▶ **Aim**: Reproduce all the entries below, swapping every "Would you be able to" for "Can you" and leaving everything else untouched. Omit the pictures from your answer.

┌──

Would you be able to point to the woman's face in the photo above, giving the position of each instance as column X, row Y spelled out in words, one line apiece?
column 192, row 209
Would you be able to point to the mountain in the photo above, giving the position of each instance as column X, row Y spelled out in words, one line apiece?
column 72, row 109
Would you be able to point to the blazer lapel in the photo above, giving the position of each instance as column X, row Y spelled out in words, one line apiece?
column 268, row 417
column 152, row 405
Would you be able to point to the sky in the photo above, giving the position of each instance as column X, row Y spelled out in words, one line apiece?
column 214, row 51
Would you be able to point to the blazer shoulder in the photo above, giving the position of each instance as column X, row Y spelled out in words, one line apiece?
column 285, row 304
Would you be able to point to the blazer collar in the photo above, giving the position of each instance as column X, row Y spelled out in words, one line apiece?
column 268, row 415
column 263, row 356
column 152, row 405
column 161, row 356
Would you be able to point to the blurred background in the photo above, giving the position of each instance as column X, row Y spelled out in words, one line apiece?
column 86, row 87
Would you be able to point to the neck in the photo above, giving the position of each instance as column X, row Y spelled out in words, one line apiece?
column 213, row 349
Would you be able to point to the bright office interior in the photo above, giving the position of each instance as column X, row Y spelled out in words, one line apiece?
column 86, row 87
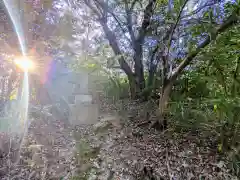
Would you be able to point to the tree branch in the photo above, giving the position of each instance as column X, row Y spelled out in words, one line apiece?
column 129, row 20
column 146, row 20
column 175, row 26
column 228, row 23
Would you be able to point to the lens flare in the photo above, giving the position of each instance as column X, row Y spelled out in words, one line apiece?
column 24, row 63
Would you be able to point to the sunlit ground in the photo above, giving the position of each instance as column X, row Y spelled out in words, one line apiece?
column 24, row 63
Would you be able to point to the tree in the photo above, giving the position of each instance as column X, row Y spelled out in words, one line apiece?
column 169, row 32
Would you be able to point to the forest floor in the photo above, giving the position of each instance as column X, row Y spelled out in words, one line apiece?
column 113, row 148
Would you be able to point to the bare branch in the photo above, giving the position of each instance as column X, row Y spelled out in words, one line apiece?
column 129, row 20
column 228, row 23
column 175, row 26
column 199, row 9
column 146, row 20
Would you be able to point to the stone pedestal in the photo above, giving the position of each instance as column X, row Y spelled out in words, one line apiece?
column 83, row 114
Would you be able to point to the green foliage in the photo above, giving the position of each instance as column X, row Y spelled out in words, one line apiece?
column 116, row 88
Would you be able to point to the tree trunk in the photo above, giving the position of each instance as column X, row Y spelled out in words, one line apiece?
column 161, row 122
column 133, row 87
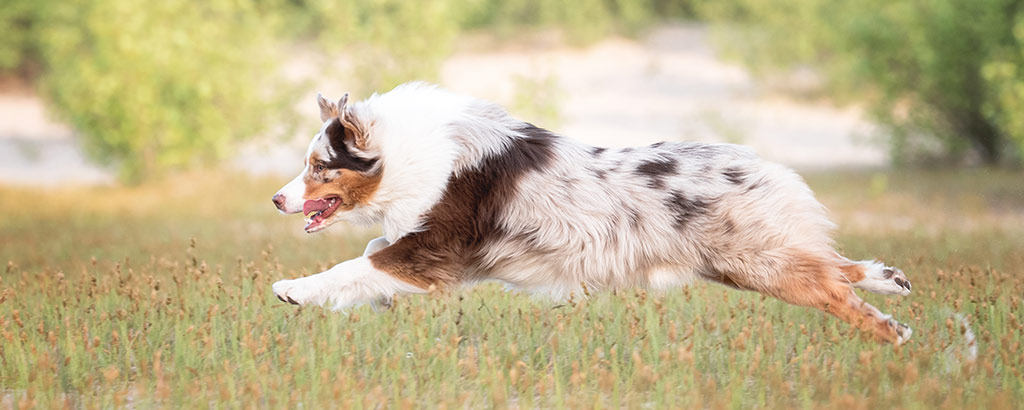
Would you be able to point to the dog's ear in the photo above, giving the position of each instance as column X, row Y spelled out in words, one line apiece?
column 328, row 110
column 354, row 127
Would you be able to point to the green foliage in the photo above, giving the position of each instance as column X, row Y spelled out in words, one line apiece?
column 105, row 302
column 167, row 88
column 175, row 83
column 17, row 19
column 944, row 75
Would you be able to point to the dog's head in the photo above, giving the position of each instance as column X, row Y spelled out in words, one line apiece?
column 341, row 171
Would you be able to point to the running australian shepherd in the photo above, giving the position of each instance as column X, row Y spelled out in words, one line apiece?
column 466, row 193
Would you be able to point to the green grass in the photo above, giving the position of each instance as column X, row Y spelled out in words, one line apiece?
column 108, row 301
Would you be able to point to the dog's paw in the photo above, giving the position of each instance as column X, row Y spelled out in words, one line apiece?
column 903, row 332
column 295, row 292
column 886, row 280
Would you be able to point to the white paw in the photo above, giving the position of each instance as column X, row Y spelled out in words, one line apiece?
column 295, row 291
column 376, row 245
column 885, row 280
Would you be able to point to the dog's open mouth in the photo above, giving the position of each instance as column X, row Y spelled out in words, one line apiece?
column 318, row 210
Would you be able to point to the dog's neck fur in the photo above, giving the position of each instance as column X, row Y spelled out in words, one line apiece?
column 423, row 151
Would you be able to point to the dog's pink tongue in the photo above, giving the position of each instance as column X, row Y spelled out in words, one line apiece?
column 313, row 206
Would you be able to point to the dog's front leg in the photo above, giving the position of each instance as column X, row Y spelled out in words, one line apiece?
column 347, row 284
column 376, row 245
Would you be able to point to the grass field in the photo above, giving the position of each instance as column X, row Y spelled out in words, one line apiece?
column 161, row 296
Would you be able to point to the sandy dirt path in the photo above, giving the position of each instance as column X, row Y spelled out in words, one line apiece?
column 667, row 86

└──

▶ **Result of the exercise**:
Can you point to the woman's face in the photo above, giving the position of each instance as column X, row Y spelled out in words, one line apiece?
column 192, row 209
Can you point to the mountain in the photo above, giving the position of each instance as column X, row Y spelled out in words, one line apiece?
column 72, row 109
Can you point to the blazer lapel in the photo above, giving the position of each instance as column X, row Y spelled out in words, one line apiece?
column 268, row 417
column 152, row 405
Can you point to the sky in the photo above, giving the position of each instance as column X, row Y spelled out in words, one line apiece?
column 214, row 51
Can you point to the blazer shoulder in the photo above, giving the position of each instance as column X, row Y spelled out in words, one line apiece?
column 285, row 304
Can you point to the blazer collar in the photo above, giving the position of each instance as column X, row Y spelled out in words, one line apiece?
column 268, row 415
column 263, row 356
column 152, row 405
column 161, row 356
Can you point to the blurred background in the photo above, giving the position of each instance as column X, row Y spelled out in words, one line apiece?
column 86, row 87
Can you point to the neck in the photo above, giving the position of each instance as column X, row Y spelled out in words, one line apiece?
column 213, row 349
Can you point to the bright office interior in the photo above, giving the position of each instance as column X, row Y spelled out in words, one line apiece?
column 86, row 87
Can you point to the tree branch in the photo above, giving the position of each instance as column X, row Y spelled out in words, one line apiece?
column 129, row 20
column 146, row 20
column 175, row 26
column 228, row 23
Can you point to the lens flare in the photo above, giving the position of each instance as column X, row Y spelled out in words, one line apiece?
column 24, row 63
Can you point to the sunlit ground in the photo above, giving the position of each instance as column X, row Y spelled out in words, one line apiece?
column 24, row 63
Can you point to the tree in the photo above, giving the position of each instance as column X, row Y spelled out in words, one line apiece?
column 169, row 32
Can you point to the forest floor in the photo above, giving the position of each instance as column X, row Y spelled out in words, one line apiece?
column 113, row 148
Can you point to the bare branch in the photo above, giving the position of each instance as column X, row Y spelled out in words, one line apiece?
column 129, row 20
column 228, row 23
column 175, row 26
column 199, row 9
column 146, row 20
Can you point to the stone pedestal in the photo above, giving the position of each instance as column X, row Y spelled out in words, one line apiece?
column 83, row 114
Can you point to the green foliage in the photo above, giving the position of each instance as column X, row Y spelled out in words, one line apiece?
column 116, row 88
Can you point to the tree trunk in the photo above, giving the position of each instance as column X, row Y spelled out in words, one line apiece?
column 161, row 122
column 133, row 87
Can you point to the dog's ear in the photo above, giving the position of each instance as column X, row Y spelled out in words, one line apiece?
column 328, row 110
column 354, row 127
Can you point to the green foliage in the photo above, giving the position of each instance as column X, row Y spelled out in words, one line apiece?
column 105, row 302
column 167, row 88
column 175, row 83
column 17, row 19
column 944, row 75
Can you point to the dog's head in the photo above, giving the position of each instance as column X, row Y spelled out in words, one line apiece?
column 341, row 171
Can you point to the running australian shepherd in the photo above, giving the position of each instance as column X, row Y spelled out in words, one line apiece?
column 466, row 193
Can you point to the green grass in the photo above, giving the position of each instance as column X, row Y spelled out in words, one line apiece?
column 108, row 301
Can you point to the dog's paw in the photo above, giving the position of each instance as column X, row Y spelled out in words, one line apiece?
column 903, row 332
column 295, row 292
column 886, row 280
Can you point to the white paw in the photo above, giving the position of each instance as column X, row Y spelled out in words, one line apiece?
column 295, row 291
column 376, row 245
column 885, row 280
Can you point to the dog's open mouth in the photo above, giving the position of each instance as column X, row Y spelled out in words, one line apiece?
column 318, row 210
Can you point to the dog's neck fur in the photo above, giving the position of each instance as column X, row Y spelled out in words, one line apiece?
column 423, row 151
Can you point to the dog's pink tongue in the photo above, giving the position of each instance as column X, row Y spelled out in words, one line apiece?
column 313, row 206
Can you point to the dog's front leg in the photo above, giving the position of each instance as column X, row Y spelled out in words, one line apiece?
column 347, row 284
column 376, row 245
Can you point to the grass field in the photo above, giving the position of each instance as column X, row Y spelled out in words, one line apiece?
column 161, row 296
Can you point to the sandy dirt path in the photo above, giving the position of each instance as column X, row Y spelled out in words, one line apiece?
column 667, row 86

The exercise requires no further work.